## THE PROBLEM
Retype exactly the lines that run from the line with "point: red t-shirt" to the final line of the entries, keeping both ends and nothing else.
------------------------------------------------------------
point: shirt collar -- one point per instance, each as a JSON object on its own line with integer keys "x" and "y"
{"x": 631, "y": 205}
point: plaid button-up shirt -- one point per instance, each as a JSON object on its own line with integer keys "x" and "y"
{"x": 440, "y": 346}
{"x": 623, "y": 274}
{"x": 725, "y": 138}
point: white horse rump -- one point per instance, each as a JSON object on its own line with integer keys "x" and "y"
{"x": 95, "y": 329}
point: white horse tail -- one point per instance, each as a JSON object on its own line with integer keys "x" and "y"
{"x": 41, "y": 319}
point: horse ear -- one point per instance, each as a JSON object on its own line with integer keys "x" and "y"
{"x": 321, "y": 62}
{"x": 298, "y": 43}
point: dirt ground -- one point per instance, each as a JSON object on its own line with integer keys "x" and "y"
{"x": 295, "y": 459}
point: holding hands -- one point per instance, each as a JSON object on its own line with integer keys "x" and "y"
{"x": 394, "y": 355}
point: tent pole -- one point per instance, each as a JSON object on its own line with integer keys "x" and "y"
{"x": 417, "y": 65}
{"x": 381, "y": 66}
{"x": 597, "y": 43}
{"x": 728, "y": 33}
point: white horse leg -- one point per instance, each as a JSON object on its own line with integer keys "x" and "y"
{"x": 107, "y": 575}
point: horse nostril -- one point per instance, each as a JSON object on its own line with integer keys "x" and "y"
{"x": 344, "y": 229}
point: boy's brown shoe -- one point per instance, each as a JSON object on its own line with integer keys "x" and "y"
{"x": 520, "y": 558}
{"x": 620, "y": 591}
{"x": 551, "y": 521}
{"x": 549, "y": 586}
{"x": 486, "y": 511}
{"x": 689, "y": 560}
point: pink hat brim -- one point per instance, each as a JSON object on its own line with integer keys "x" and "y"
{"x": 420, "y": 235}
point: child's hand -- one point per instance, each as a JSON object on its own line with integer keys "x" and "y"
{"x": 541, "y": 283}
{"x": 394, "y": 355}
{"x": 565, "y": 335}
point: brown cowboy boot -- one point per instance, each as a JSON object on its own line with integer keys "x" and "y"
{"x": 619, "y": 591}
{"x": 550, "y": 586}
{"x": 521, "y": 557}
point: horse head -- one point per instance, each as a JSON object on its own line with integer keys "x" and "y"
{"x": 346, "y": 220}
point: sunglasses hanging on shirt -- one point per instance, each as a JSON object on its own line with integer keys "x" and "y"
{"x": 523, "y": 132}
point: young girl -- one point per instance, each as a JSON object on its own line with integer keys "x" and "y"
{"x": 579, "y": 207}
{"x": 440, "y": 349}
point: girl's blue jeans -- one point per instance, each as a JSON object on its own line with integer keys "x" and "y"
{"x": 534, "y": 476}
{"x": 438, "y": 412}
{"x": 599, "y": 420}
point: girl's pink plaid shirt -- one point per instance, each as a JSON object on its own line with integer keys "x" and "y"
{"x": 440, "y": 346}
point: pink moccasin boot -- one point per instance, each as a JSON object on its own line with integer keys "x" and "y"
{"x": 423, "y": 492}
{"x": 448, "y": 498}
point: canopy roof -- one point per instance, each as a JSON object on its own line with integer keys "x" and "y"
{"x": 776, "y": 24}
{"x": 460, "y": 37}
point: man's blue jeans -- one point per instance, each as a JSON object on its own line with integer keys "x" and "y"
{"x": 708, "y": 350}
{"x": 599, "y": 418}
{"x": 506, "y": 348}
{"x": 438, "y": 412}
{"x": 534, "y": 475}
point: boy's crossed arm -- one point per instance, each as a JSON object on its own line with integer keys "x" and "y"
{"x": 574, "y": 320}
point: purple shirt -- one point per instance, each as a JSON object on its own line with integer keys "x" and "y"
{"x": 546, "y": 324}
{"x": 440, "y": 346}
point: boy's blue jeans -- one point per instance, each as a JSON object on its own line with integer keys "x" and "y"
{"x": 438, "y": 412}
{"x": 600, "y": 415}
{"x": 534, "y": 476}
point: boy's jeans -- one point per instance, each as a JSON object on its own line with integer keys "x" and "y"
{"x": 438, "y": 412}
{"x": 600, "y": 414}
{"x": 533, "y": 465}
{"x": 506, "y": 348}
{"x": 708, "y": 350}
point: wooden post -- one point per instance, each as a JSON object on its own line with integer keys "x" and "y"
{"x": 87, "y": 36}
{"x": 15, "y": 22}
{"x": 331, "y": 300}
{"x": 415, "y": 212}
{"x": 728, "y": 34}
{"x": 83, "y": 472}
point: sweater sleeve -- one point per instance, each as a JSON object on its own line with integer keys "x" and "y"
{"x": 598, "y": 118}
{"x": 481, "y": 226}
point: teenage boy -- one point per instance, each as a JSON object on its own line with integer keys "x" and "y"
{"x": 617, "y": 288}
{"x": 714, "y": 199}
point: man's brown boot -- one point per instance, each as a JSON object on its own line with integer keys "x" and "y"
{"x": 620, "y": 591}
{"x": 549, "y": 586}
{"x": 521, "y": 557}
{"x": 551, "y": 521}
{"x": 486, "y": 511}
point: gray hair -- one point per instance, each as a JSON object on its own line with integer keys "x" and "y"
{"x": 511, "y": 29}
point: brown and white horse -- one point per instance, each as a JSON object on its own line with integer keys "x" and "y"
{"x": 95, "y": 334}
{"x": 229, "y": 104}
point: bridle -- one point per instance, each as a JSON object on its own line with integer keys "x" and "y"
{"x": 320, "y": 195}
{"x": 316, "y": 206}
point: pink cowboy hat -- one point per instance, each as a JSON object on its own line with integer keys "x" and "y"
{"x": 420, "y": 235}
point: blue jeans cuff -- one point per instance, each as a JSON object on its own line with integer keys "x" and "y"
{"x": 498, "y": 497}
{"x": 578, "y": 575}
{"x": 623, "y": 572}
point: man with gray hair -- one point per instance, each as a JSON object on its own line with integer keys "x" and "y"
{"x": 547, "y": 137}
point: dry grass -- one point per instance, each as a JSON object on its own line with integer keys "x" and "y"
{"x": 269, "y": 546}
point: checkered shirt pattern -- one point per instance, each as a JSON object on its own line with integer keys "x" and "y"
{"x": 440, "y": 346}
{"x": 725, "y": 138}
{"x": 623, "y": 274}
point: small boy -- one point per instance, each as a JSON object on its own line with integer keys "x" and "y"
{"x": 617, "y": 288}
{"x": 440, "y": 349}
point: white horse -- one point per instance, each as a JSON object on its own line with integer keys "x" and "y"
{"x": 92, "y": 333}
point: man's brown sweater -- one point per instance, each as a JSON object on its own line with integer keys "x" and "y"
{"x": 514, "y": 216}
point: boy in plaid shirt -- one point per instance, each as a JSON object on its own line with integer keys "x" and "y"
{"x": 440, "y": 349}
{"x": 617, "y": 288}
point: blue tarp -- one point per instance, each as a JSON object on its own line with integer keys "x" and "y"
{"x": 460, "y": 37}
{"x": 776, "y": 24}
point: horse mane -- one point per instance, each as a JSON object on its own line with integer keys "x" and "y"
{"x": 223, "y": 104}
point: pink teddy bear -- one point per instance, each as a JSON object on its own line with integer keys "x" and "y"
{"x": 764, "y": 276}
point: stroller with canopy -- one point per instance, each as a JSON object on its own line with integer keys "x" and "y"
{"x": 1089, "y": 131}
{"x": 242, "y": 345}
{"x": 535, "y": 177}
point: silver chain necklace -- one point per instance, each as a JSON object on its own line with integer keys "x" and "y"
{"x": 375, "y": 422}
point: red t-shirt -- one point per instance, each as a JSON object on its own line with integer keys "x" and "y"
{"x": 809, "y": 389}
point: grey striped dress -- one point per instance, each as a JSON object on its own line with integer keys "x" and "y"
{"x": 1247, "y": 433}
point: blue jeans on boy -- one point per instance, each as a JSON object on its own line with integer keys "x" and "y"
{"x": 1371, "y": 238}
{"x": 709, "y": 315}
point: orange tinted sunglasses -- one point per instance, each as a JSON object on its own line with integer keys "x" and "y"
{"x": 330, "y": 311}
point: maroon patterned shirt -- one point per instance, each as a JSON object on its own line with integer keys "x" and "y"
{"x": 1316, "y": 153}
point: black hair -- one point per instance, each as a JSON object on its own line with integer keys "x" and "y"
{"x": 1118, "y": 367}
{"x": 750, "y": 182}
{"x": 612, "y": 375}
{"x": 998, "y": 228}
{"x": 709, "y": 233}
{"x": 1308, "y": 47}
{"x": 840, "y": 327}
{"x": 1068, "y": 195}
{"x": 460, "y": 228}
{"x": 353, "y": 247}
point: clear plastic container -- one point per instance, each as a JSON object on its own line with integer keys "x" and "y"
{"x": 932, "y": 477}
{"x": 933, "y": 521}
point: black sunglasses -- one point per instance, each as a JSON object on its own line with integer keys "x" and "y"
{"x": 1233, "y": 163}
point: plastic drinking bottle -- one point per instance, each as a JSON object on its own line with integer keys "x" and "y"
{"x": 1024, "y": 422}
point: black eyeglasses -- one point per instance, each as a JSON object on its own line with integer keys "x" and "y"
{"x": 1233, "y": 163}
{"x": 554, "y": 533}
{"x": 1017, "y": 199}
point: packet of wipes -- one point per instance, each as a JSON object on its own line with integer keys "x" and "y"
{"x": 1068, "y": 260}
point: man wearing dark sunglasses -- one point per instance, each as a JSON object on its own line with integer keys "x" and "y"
------------------------------------------------------------
## THE ANSWER
point: red t-shirt -- one point per instance, each as a JSON object on its own line with integer keys "x" and "y"
{"x": 809, "y": 389}
point: grey striped dress -- one point per instance, each as a JSON object on its own line with integer keys "x" and "y"
{"x": 1247, "y": 433}
point: blue jeans on boy -- one point per instance, each as a JSON object on its own line with integer keys "x" and "y"
{"x": 1371, "y": 238}
{"x": 709, "y": 315}
point: orange tinted sunglasses -- one point per instance, each as a JSON object on its own line with integer keys "x" and "y"
{"x": 330, "y": 311}
point: maroon patterned shirt -- one point per instance, each as a JSON object on its own line with integer keys "x" and "y"
{"x": 1316, "y": 153}
point: black hair -- one point per instance, each as a JSON object on its own line with integer keys "x" and "y"
{"x": 1118, "y": 367}
{"x": 750, "y": 182}
{"x": 612, "y": 375}
{"x": 998, "y": 228}
{"x": 709, "y": 233}
{"x": 1308, "y": 47}
{"x": 840, "y": 327}
{"x": 1068, "y": 195}
{"x": 460, "y": 228}
{"x": 353, "y": 247}
point: clear plastic container -- one point per instance, each as a JSON object on its own line with integer keys "x" and "y"
{"x": 932, "y": 477}
{"x": 933, "y": 521}
point: black sunglasses -- one point per instance, each as a JSON object on its own line with integer keys "x" and "y"
{"x": 1233, "y": 163}
point: plastic drinking bottle -- one point per instance, each as a JSON object on its own line with integer keys "x" and "y"
{"x": 1024, "y": 422}
point: black eyeglasses -- one point per instance, each as a JSON object on its own line with integer keys "x" and "y"
{"x": 1233, "y": 163}
{"x": 554, "y": 533}
{"x": 1017, "y": 199}
point: packet of wipes -- one point per instance, each as a JSON object on its own line with integer keys "x" and "y"
{"x": 1068, "y": 260}
point: man wearing dark sunglasses -- one point per instance, each as a JSON object on its own line with integer keys "x" and "y"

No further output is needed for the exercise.